__Problem__
The answer must consist of the records, repeated exactly.
────────
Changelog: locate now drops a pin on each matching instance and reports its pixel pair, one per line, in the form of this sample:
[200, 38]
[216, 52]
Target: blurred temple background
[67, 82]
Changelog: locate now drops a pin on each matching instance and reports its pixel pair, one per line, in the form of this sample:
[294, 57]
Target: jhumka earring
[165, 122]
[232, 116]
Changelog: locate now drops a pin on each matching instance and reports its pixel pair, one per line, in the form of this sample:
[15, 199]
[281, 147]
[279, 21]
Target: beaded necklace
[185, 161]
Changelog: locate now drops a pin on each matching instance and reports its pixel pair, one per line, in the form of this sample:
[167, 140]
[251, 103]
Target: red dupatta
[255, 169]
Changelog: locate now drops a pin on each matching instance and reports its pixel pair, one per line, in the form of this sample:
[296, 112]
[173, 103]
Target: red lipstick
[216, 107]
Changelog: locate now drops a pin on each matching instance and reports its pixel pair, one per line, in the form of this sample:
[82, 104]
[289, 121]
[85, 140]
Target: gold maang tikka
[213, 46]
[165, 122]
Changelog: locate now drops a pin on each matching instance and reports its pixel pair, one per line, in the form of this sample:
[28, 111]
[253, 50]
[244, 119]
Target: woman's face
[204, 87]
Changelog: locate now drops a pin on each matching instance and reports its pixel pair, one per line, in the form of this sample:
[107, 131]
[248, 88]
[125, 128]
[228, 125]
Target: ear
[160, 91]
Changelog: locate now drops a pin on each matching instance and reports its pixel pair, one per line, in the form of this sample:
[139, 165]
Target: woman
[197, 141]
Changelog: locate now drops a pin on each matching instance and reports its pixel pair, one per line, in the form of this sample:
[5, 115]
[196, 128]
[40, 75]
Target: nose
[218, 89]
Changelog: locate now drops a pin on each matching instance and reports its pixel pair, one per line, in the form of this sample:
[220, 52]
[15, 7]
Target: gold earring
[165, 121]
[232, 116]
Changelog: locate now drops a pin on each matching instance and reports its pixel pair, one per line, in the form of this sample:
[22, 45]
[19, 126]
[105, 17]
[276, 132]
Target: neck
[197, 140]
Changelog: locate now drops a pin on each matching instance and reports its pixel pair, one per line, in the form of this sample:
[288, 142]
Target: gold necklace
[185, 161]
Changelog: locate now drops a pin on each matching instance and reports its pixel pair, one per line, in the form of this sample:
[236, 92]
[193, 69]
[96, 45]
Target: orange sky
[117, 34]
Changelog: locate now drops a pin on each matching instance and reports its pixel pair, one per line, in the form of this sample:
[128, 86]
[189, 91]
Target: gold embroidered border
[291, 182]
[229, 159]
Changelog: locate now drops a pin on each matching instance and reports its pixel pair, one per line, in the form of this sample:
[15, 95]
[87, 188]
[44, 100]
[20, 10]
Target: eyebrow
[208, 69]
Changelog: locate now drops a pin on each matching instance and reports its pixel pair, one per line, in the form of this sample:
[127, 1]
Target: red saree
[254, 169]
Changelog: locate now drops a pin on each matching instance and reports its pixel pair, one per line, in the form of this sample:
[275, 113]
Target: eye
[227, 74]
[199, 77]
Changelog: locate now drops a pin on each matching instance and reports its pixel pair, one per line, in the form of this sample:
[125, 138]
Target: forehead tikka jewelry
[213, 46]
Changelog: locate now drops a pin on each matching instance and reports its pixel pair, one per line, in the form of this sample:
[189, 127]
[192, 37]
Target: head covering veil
────────
__Solved problem__
Changelog: locate now drops a pin on each matching instance and reports its pixel pair, one per line, in the form of this sample:
[200, 38]
[216, 52]
Target: blurred temple background
[67, 82]
Changelog: locate now drops a pin on each matching instance and reports its pixel pair, one per line, in the form of this sample:
[294, 57]
Target: jhumka earring
[165, 122]
[232, 116]
Changelog: locate now drops a pin on each matching instance and reports its pixel pair, one per line, in the form of this sample:
[15, 199]
[281, 147]
[279, 21]
Target: beaded necklace
[185, 161]
Changelog: locate now drops a pin on each matching instance and reports its pixel pair, one per line, in the form of this sample:
[167, 140]
[251, 103]
Target: red dupatta
[255, 169]
Changelog: locate now drops a pin on each matching instance and reports its pixel pair, one per line, in the form of this sample:
[296, 112]
[173, 103]
Target: red lipstick
[216, 107]
Changelog: locate now drops a pin on each matching instance and reports its pixel pair, one per line, in the form of this sample:
[82, 104]
[289, 121]
[85, 140]
Target: gold maang tikka
[213, 46]
[165, 122]
Changelog: locate now drops a pin on each matching instance and reports its pixel pair, one per line, in the form of this sample:
[28, 111]
[253, 50]
[244, 119]
Target: woman's face
[204, 87]
Changelog: locate now drops a pin on each matching instance and reports its pixel pair, one per line, in the form of this sample:
[107, 131]
[248, 88]
[125, 128]
[228, 125]
Target: ear
[160, 91]
Changelog: locate now drops a pin on each matching instance and reports its pixel pair, one per line, in the form of this sample:
[139, 165]
Target: woman
[197, 141]
Changelog: locate now drops a pin on each matching instance and reports its pixel pair, one per line, in the form of this sample:
[5, 115]
[196, 128]
[40, 75]
Target: nose
[218, 89]
Changelog: locate now drops a pin on each matching instance and reports its pixel pair, one per line, in the form of this sample:
[220, 52]
[15, 7]
Target: gold earring
[165, 121]
[232, 116]
Changelog: locate now drops a pin on each matching instance and reports its pixel pair, one per line, in the form of this sample:
[22, 45]
[19, 126]
[105, 17]
[276, 132]
Target: neck
[197, 140]
Changelog: locate now drops a pin on each matching instance and reports its pixel pair, one per line, in the form of this sample:
[288, 142]
Target: gold necklace
[185, 161]
Changelog: locate now drops a pin on each matching instance and reports its pixel pair, one per line, in the form of this sample:
[236, 92]
[193, 69]
[96, 45]
Target: orange sky
[117, 34]
Changelog: locate now drops a pin on each matching instance and reports its pixel pair, one per line, in the form of this sample:
[128, 86]
[189, 91]
Target: gold embroidered border
[291, 182]
[229, 159]
Changelog: locate now drops a pin on each matching instance and reports its pixel pair, one per line, in the form of this sample:
[15, 95]
[87, 188]
[44, 100]
[20, 10]
Target: eyebrow
[208, 69]
Changelog: locate now drops a pin on each matching instance and reports its pixel pair, one per line, in the form of this sample:
[127, 1]
Target: red saree
[254, 169]
Changelog: locate now drops a pin on each matching instance and reports its pixel pair, one per line, in the form of this sample:
[275, 113]
Target: eye
[227, 74]
[199, 77]
Changelog: locate now drops a pin on each matching instance and reports its pixel pair, one per line, in the form of this sample:
[125, 138]
Target: forehead tikka jewelry
[213, 46]
Changelog: locate now drops a pin on each matching instance and reports its pixel pair, one per line, in the form of this sample:
[189, 127]
[192, 37]
Target: head covering veil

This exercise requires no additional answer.